▸ **Written request**
Report every line of the records below that contains the word "person", reproducing each such line in full.

··········

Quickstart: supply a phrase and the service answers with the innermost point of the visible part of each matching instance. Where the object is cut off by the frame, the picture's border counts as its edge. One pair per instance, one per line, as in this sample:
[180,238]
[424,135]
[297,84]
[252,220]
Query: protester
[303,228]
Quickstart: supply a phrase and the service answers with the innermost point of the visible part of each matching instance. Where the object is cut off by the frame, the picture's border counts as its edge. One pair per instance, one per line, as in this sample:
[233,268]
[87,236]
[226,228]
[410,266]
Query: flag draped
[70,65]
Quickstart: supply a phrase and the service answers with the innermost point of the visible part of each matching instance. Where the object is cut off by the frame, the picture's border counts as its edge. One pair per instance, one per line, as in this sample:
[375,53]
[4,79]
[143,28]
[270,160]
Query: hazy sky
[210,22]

··········

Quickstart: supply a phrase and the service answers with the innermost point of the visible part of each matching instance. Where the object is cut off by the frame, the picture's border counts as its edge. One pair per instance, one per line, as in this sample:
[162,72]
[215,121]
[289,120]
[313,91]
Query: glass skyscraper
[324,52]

··········

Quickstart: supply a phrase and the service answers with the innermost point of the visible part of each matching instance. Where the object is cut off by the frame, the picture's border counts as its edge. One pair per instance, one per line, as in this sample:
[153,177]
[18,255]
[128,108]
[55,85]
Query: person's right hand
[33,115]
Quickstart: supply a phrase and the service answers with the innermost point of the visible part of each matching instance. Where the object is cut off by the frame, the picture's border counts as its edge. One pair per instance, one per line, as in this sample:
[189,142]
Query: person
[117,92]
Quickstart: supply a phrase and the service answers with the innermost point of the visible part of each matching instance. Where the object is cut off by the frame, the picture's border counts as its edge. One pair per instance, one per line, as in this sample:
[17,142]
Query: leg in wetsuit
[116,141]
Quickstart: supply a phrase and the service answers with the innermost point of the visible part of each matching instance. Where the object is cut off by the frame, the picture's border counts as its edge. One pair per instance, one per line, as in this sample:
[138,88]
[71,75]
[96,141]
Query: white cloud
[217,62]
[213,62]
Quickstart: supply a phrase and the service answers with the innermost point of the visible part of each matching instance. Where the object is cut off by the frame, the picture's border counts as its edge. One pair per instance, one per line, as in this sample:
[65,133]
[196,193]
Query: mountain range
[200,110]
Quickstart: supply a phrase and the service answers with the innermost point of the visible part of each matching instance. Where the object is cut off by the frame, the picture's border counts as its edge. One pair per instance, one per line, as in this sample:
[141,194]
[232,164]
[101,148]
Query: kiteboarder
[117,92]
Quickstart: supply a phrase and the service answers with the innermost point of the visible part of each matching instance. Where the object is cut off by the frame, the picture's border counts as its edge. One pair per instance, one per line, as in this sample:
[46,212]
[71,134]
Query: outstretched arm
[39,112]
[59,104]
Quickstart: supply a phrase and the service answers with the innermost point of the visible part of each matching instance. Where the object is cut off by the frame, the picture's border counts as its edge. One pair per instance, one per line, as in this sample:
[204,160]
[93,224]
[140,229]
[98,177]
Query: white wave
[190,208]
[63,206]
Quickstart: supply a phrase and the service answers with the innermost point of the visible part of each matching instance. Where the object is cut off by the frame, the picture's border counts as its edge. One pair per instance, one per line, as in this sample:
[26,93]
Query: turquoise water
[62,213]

··········

▸ **Result**
Query: person's right hand
Query: person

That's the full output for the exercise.